-- PROVIDED PASSAGE follows --

Were the Workers your employees under subsection 12(3) of the SGAA?

Expanded definition of employee for SGAA purposes

The expanded definition of employee within subsection 12(3) of the SGAA, states:

If a person works under a contract that is wholly or principally for the labour of the person, the person is an employee of the other party to the contract.

As per our advice at common law, the invoices issued by the Workers to the Principal constitute the legal relationship between the end-user and the Workers, for the purpose of making payment in consideration for the work performed as a xxxx.

SGR 2005/1 explains when an individual is considered to be an 'employee' under section 12 of SGAA.

Paragraph 78 of SGR 2005/1 states that where the terms of the contract, in light of the subsequent conduct of the parties, indicate that:

-   the individual is remunerated (either wholly or principally) for their personal labour and skills;

-   the individual must perform the contractual work personally (there is no right to delegate); and

-   the individual is not paid to achieve a result

the contract is considered to be wholly and principally for the labour of the individual engaged, and he or she will be an employee under subsection 12(3) of the SGAA.

Wholly or principally for labour

In this context, the word "principally" assumes its commonly understood meaning, that is chiefly or mainly, and labour includes mental and artistic effort as well as physical toil.

A contract may be partly for labour and partly for something else, such as the supply of goods, materials or hire of plant or machinery. Subsection 12(3) of the SGAA only applies if the contract is wholly or principally for labour.

-- PROVIDED PASSAGE concluded --

◆ ACTIVITIES ◆
a: According to the passage on employees under the SGAA, what does labour include besides physical toil?
b: Reproduce everything in the passage on employees under the SGAA from "If a person" down to "to the contract.".
c: Proceed with the passage on employees under the SGAA, writing on from its final sentence.
The entries have no connection to the passage on employees under the SGAA.

-- DATASET follows --

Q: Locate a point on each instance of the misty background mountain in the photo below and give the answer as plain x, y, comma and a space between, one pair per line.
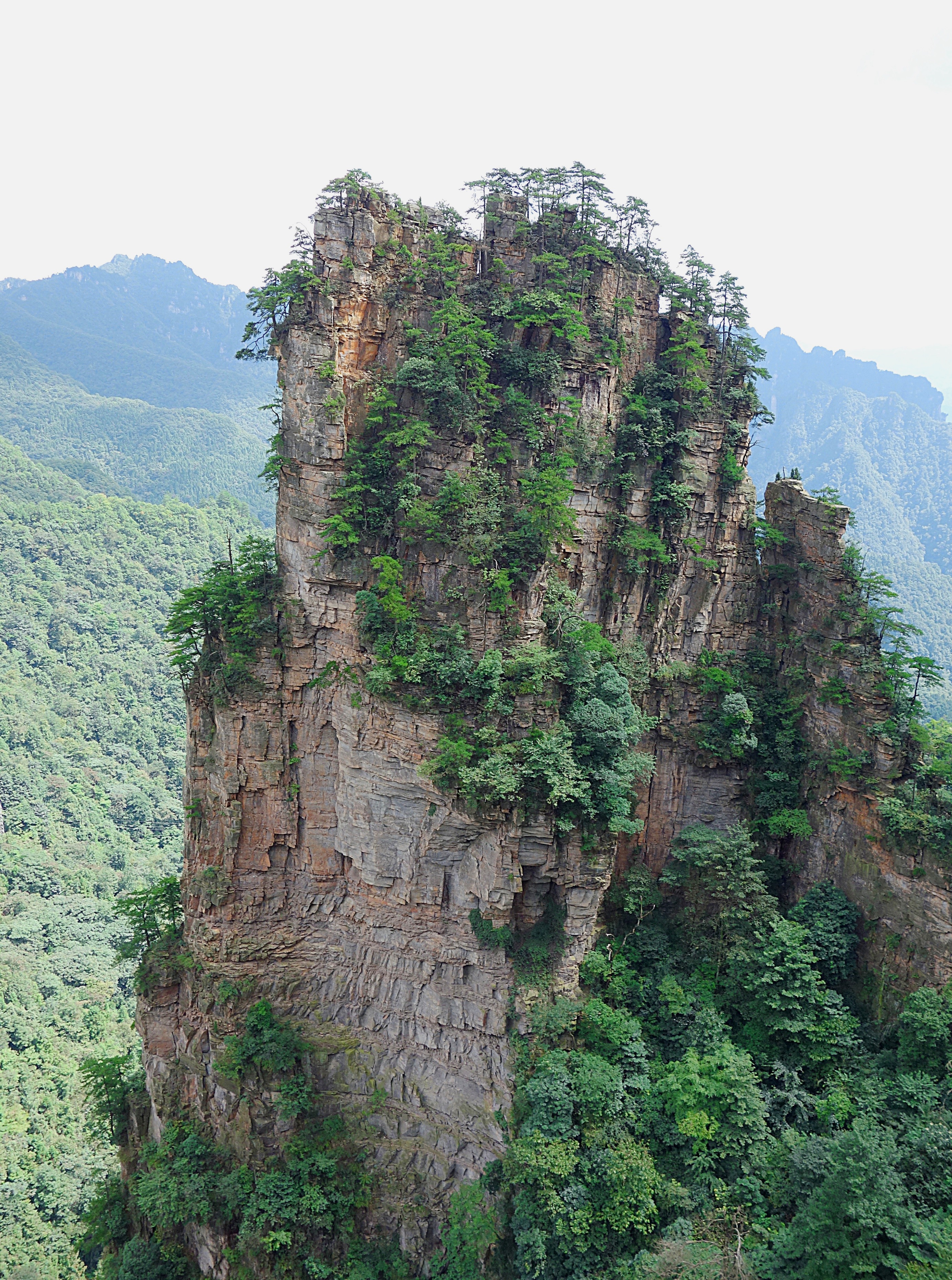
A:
131, 442
125, 378
883, 442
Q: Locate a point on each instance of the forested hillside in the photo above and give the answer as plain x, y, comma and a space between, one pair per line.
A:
139, 328
91, 762
881, 441
126, 378
125, 446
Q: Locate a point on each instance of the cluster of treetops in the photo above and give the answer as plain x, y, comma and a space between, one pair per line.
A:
730, 1097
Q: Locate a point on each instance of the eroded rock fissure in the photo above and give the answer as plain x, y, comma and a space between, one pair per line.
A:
350, 876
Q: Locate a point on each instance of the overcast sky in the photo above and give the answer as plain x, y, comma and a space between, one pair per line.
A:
804, 146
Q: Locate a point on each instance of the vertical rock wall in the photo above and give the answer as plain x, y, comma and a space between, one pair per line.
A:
324, 872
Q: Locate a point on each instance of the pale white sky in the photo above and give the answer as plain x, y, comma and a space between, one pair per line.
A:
803, 145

-- DATASET concluded --

◆ RESULTS OF THE TASKS ◆
a: Labour includes mental and artistic effort as well as physical toil.

b:
If a person works under a contract that is wholly or principally for the labour of the person, the person is an employee of the other party to the contract.

c:
Based on the available facts and evidence, we consider that the Workers were paid primarily for their own labour and skills as xxxxs.

The individual must perform the duties themselves

As discussed earlier, we consider that the facts and evidence indicate that the Workers did have the right to delegate the work to others.

Not paid to achieve a result

As discussed earlier, we consider that the facts and evidence indicate that the Workers were not paid for a result.

Our conclusion regarding the expanded definition of employee

Accordingly, as the Workers do not satisfy all three components of the extended definition under subsection 12(3) of the SGAA, they do not meet the extended definition of employee as set out under subsection 12(3) of the SGAA.

Conclusion - overall

After considering all available facts and evidence relating to the working relationship between you and the Workers, the Commissioner concludes that the Workers do not meet the definition of employees, for the purposes of the SGAA under both the common law test and extended definition as set out in subsection 12(3) of the SGAA. Therefore you did not have an obligation to provide superannuation support to the Workers in accordance with the SGAA for the period under review.